# WHAT YOU HAVE TO DO
Omit all images. Transcribe the rest of the material below exactly.

Point labeling examples:

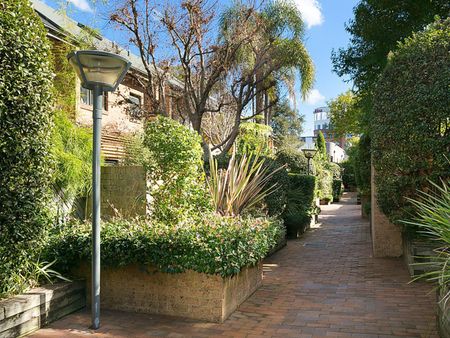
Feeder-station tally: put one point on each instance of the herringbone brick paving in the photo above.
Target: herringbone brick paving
(325, 284)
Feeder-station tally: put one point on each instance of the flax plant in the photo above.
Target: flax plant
(433, 221)
(241, 186)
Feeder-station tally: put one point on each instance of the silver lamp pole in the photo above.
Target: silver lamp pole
(98, 71)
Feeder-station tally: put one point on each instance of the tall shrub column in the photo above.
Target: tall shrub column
(25, 125)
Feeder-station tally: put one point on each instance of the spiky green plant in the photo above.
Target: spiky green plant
(433, 221)
(241, 186)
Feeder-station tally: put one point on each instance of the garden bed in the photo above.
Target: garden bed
(190, 294)
(196, 269)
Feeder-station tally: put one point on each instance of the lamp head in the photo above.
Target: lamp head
(97, 68)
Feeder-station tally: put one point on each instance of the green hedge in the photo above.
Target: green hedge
(301, 204)
(212, 245)
(337, 190)
(410, 129)
(25, 131)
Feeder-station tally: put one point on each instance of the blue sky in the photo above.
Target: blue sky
(324, 20)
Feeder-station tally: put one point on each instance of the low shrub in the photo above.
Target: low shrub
(348, 176)
(276, 201)
(25, 143)
(337, 190)
(212, 245)
(324, 181)
(432, 220)
(173, 159)
(300, 204)
(410, 125)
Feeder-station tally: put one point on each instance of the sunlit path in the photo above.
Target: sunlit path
(325, 284)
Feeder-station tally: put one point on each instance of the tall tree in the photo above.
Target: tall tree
(321, 146)
(375, 31)
(345, 114)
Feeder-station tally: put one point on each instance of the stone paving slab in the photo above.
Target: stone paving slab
(325, 284)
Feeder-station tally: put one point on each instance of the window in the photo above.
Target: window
(86, 97)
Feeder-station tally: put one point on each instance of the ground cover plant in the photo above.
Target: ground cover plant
(212, 244)
(25, 161)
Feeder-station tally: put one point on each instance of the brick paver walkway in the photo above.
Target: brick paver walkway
(325, 284)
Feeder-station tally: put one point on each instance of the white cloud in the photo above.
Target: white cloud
(314, 97)
(311, 12)
(82, 5)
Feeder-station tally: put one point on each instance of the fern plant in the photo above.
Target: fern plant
(244, 184)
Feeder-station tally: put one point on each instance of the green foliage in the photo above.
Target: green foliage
(135, 151)
(243, 185)
(321, 147)
(301, 203)
(174, 166)
(211, 244)
(345, 114)
(254, 138)
(411, 126)
(25, 157)
(294, 159)
(337, 190)
(361, 159)
(287, 125)
(432, 218)
(375, 31)
(277, 200)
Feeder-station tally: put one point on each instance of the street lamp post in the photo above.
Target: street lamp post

# THE SOLUTION
Feeder-station tally: put one point on each instance of the herringbone brick paving in the photo above.
Target: herringbone brick paving
(325, 284)
Feeder-station tally: put one point on each instance of the flax plant in the photo above.
Target: flax plant
(433, 221)
(241, 186)
Feeder-station tally: put one point on each instance of the silver lamp pole in the photo above.
Target: silver lamp pole
(98, 71)
Feeder-station tally: put one point on each instance of the tall shrub column in the photo above.
Target: tall shrub column
(25, 125)
Feeder-station tally: put one point on each instance of the spiky green plant in the photo above.
Target: spiky green plant
(433, 221)
(241, 186)
Feeder-station tally: put one point on each instance of the garden bed in the photo above.
Target: garden bed
(190, 294)
(196, 269)
Feeder-station tally: put one point on each instance of the lamp head in the photo above.
Target: lamp head
(97, 68)
Feeder-station tally: put one point on each instance of the green hedge in the photo above.
Target: green hedge
(301, 204)
(212, 245)
(337, 190)
(410, 129)
(25, 131)
Feeder-station tally: put one point on each instance of the blue sky in the photo above.
Target: blue sky
(324, 20)
Feeder-station tally: put one point on each instance of the low shrub in the photo above.
Target: low shrub
(348, 176)
(276, 201)
(25, 143)
(337, 190)
(212, 245)
(324, 181)
(432, 220)
(173, 159)
(300, 204)
(410, 125)
Feeder-station tally: put one point on each instance of the sunlit path in the photo above.
Target: sunlit path
(325, 284)
Feeder-station tally: put one point on each instance of the tall tree in the photo above.
Target: tall tree
(321, 146)
(375, 31)
(345, 114)
Feeder-station tally: put one point on each instance of the stone paving slab in the photo above.
Target: stone paving slab
(325, 284)
Feeder-station tally: put one point on each instance of the window in the photo above.
Target: window
(86, 97)
Feeder-station tally: put one point on each instance of the ground cover plant in the photo above.
Target: ground cover plant
(212, 244)
(25, 161)
Feeder-station tally: put one point on each instance of the brick paver walkway in the photo above.
Target: brick paver walkway
(325, 284)
Feeder-station tally: put one point on each instance of the white cloud in the photo above.
Target: white cloud
(314, 97)
(311, 12)
(82, 5)
Feeder-station tally: put one point on each instance of the fern plant in the photo above.
Target: fern plant
(244, 184)
Feeder-station tally: put one point on each instance of the green foliage in the photo above.
Target: green foliage
(135, 151)
(243, 185)
(321, 147)
(301, 203)
(174, 166)
(211, 244)
(345, 114)
(254, 138)
(411, 126)
(25, 157)
(294, 159)
(337, 190)
(361, 159)
(287, 125)
(432, 218)
(375, 31)
(277, 200)
Feeder-station tally: put one point on each instance of the street lamp post in the photo above.
Target: street lamp post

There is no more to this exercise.